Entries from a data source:
☆ ☆ ☆
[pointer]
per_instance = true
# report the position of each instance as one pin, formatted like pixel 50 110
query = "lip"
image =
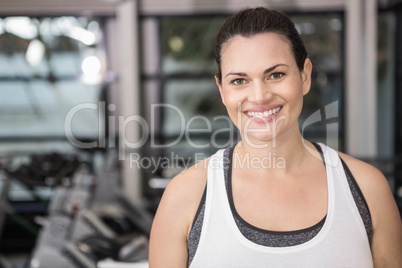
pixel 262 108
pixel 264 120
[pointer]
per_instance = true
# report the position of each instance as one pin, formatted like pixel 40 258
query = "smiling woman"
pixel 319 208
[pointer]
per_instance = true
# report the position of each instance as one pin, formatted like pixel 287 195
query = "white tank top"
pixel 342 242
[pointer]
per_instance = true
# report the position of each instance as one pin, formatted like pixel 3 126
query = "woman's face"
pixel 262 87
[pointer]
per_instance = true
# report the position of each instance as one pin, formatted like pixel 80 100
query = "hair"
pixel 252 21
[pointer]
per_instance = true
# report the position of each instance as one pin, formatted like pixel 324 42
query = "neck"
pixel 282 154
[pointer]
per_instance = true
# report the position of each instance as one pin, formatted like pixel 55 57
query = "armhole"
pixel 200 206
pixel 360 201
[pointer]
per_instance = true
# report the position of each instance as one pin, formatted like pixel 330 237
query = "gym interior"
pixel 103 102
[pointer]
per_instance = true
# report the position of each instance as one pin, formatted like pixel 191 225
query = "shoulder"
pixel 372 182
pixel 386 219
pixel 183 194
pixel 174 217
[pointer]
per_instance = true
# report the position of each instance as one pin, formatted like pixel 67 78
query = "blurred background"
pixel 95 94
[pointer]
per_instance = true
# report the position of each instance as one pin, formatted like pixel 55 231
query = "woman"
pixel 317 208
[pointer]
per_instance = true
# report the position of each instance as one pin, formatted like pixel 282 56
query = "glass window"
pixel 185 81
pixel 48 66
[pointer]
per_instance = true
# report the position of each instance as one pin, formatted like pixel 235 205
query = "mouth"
☆ ☆ ☆
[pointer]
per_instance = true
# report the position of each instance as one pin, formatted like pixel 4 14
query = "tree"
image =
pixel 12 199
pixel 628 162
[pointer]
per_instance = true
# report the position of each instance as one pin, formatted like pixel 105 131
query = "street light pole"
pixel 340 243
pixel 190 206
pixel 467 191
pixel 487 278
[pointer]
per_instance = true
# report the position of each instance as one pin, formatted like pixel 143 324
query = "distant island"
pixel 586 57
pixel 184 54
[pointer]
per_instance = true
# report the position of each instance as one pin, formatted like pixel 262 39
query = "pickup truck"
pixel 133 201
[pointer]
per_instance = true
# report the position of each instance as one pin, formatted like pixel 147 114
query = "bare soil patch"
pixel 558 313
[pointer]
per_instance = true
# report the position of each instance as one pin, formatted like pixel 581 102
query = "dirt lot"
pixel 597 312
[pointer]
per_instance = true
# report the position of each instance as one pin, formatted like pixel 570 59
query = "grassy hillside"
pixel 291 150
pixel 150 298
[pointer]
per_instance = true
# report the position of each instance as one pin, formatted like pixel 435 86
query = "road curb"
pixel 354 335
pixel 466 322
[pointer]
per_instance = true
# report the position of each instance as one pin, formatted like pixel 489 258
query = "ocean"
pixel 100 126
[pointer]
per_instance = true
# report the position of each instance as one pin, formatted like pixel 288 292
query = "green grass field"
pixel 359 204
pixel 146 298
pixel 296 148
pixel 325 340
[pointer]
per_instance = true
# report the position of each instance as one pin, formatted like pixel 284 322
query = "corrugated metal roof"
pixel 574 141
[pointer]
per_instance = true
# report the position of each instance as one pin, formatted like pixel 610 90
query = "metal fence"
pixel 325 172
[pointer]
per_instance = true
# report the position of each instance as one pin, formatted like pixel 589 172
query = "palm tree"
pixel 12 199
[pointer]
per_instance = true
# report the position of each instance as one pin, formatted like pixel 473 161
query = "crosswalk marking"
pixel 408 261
☆ ☆ ☆
#### Exercise prompt
State how many lines in the entries above contain the string "metal". Reply with the number alone.

#### Written response
2